═════ Document text

Good morning, ladies and gentlemen, and welcome to Clearway Energy, Inc.'s Fourth Quarter 2018 Earnings Conference Call. At this time, all participants are in a listen only mode. Later, we will conduct a question-and-answer session and instructions will follow at that time.

(Operator Instructions) As a reminder, this call is being recorded.

I would now like to turn the conference over to your host Mr. Chris Sotos, President and Chief Executive Officer.

Christopher Sotos -- President and Chief Executive Officer and Director

Thank you, Sylvia. Good morning. Let me thank you for taking time to join today's call. Joining me this morning is Chad Plotkin, our chief financial officer as well as Craig Cornelius, President and CEO Clearway Energy Group. Craig will be available for the Q&A portion of our presentation.

══════════
═════ Recorded data

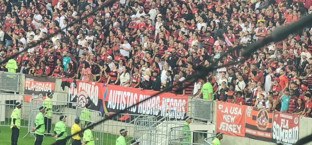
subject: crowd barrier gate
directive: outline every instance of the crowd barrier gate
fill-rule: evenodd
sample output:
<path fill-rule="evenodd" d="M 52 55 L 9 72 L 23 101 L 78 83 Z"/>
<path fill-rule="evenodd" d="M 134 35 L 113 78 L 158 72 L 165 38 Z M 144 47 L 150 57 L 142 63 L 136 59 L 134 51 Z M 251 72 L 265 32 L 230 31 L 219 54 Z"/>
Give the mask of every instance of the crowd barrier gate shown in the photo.
<path fill-rule="evenodd" d="M 30 117 L 30 102 L 24 101 L 25 96 L 33 97 L 39 96 L 14 94 L 0 93 L 0 126 L 10 126 L 11 114 L 16 107 L 15 103 L 19 102 L 23 104 L 21 109 L 21 127 L 28 128 Z"/>
<path fill-rule="evenodd" d="M 21 74 L 0 71 L 0 92 L 19 93 Z"/>
<path fill-rule="evenodd" d="M 88 109 L 85 108 L 81 108 L 81 104 L 80 104 L 77 107 L 76 116 L 80 118 L 80 122 L 79 125 L 80 126 L 82 126 L 84 125 L 86 126 L 85 125 L 88 122 L 95 123 L 104 119 L 100 112 Z M 91 130 L 95 144 L 103 145 L 104 127 L 103 124 L 102 123 L 95 126 L 93 129 Z M 69 141 L 69 143 L 70 143 L 70 140 Z"/>
<path fill-rule="evenodd" d="M 106 113 L 104 115 L 104 116 L 107 118 L 114 114 Z M 116 139 L 120 135 L 119 131 L 121 129 L 124 129 L 128 131 L 127 136 L 125 137 L 126 143 L 126 144 L 130 144 L 132 139 L 137 139 L 135 137 L 136 132 L 135 124 L 136 119 L 145 118 L 151 118 L 150 120 L 157 120 L 156 118 L 152 116 L 120 113 L 113 118 L 106 120 L 104 122 L 104 131 L 106 133 L 105 135 L 104 139 L 105 144 L 115 145 Z"/>
<path fill-rule="evenodd" d="M 207 137 L 215 136 L 215 134 L 203 131 L 185 130 L 187 125 L 172 127 L 169 133 L 169 144 L 180 145 L 192 144 L 204 145 L 204 139 Z M 188 134 L 191 135 L 191 142 L 189 141 Z"/>

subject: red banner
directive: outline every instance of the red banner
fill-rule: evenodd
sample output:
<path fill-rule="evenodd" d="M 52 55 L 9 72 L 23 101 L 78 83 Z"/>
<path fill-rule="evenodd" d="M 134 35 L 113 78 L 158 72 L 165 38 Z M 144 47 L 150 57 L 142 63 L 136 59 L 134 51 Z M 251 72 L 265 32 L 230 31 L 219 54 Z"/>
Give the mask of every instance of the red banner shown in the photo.
<path fill-rule="evenodd" d="M 157 92 L 115 85 L 106 85 L 103 83 L 78 81 L 76 84 L 72 84 L 69 89 L 68 100 L 81 104 L 82 107 L 87 103 L 91 103 L 92 109 L 104 114 L 114 113 L 123 110 Z M 186 103 L 188 101 L 188 97 L 185 96 L 163 93 L 150 97 L 146 101 L 131 107 L 126 113 L 141 114 L 146 113 L 151 116 L 163 116 L 173 111 L 179 110 L 176 113 L 170 113 L 172 116 L 170 117 L 173 119 L 182 119 L 186 113 Z M 166 104 L 164 104 L 165 102 Z"/>
<path fill-rule="evenodd" d="M 273 116 L 272 142 L 294 144 L 299 138 L 299 117 L 277 111 L 273 112 Z"/>
<path fill-rule="evenodd" d="M 48 77 L 38 77 L 25 74 L 24 94 L 43 96 L 44 99 L 47 93 L 54 91 L 55 80 L 55 79 Z M 24 96 L 24 101 L 29 102 L 33 97 Z"/>
<path fill-rule="evenodd" d="M 217 132 L 234 136 L 245 136 L 246 106 L 217 102 Z"/>
<path fill-rule="evenodd" d="M 272 112 L 248 106 L 246 110 L 245 136 L 251 138 L 271 142 Z"/>

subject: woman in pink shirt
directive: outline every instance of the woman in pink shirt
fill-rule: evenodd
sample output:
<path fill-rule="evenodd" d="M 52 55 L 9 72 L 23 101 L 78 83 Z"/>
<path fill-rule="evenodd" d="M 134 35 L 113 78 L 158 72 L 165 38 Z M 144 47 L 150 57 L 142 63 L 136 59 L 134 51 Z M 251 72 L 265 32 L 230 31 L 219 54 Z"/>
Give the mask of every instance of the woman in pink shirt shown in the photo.
<path fill-rule="evenodd" d="M 82 71 L 81 71 L 81 75 L 79 80 L 82 80 L 87 82 L 90 81 L 93 81 L 92 79 L 92 74 L 91 73 L 91 69 L 90 68 L 90 65 L 89 63 L 86 61 L 83 62 Z"/>

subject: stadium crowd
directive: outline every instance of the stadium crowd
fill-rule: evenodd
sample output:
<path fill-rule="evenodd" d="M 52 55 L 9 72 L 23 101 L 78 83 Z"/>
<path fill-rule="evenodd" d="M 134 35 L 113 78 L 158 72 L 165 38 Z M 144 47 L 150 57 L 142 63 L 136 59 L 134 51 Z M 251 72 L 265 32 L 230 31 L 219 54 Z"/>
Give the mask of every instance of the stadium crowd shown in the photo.
<path fill-rule="evenodd" d="M 241 60 L 240 50 L 227 50 L 312 12 L 311 0 L 117 0 L 24 50 L 106 2 L 0 0 L 0 61 L 22 52 L 0 69 L 159 91 L 198 66 Z M 311 34 L 303 28 L 177 93 L 312 117 Z"/>

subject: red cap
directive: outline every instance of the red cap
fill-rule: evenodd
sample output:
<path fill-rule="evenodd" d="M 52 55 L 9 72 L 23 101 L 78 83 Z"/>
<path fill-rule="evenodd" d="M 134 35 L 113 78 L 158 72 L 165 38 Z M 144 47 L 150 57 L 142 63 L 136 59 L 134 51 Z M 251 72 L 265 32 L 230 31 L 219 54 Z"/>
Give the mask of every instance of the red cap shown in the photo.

══════════

§ **Complete the following**:
1) Do the following statements agree with the call transcript? For each, answer yes or no and quote the words of the transcript that decide it. (a) The call covers the fourth quarter of 2018. (b) The call is not being recorded. (c) Craig Cornelius will be available for the question-and-answer portion.
2) Copy the passage of the call transcript between "Christopher Sotos -- President" and "of our presentation.", inclusive.

§ **Full answers**:
1)
(a) Yes: "Fourth Quarter 2018 Earnings Conference Call"
(b) No: "this call is being recorded"
(c) Yes: "Craig will be available for the Q&A portion of our presentation"

2)
Christopher Sotos -- President and Chief Executive Officer and Director

Thank you, Sylvia. Good morning. Let me thank you for taking time to join today's call. Joining me this morning is Chad Plotkin, our chief financial officer as well as Craig Cornelius, President and CEO Clearway Energy Group. Craig will be available for the Q&A portion of our presentation.